(EXERCISE AIM) According to the passage on stroke, what share of strokes are ischemic?

(GIVEN PASSAGE)
——

A stroke occurs when the flow of blood to a part of the brain is cut off. This can be due to something (usually a blood clot) blocking the flow of blood to the brain (ischemic stroke). It can also be caused by a burst blood vessel bleeding into the brain (hemorrhagic stroke). About 80% of strokes are ischemic and 20% are hemorrhagic. Without a blood supply, the brain cells in the affected area start to die.
The effects of a stroke depend on which part of the brain is affected and how severe the damage is. A stroke may affect your ability to move, your ability to speak and understand speech, your memory and problem-solving abilities, your emotions, and your senses of touch, hearing, sight, smell, and taste. In some cases, a stroke can be fatal.
It's important to recognize the warning signs of stroke, because quick treatment can reduce the risk of brain injury and death. A stroke usually comes on suddenly, over a few minutes or hours.
The warning signs of stroke include:
- sudden weakness, numbness, or tingling of the face, arm, or leg (often on only one side of the body)
- sudden confusion, trouble speaking, or trouble understanding speech
- sudden vision loss (often in one eye only) or double vision
- sudden trouble walking, dizziness, loss of balance or coordination, or falls
- sudden severe headache (often described as "the worst headache of my life") with no known cause
If you notice these symptoms, call 911 (or your emergency medical number if you do not have 911 service) immediately. Stroke is a medical emergency.

——

(PROVIDED DATA)
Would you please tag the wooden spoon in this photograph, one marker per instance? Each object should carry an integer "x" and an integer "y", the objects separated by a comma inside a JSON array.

——

(ANSWER SECTION) About 80%.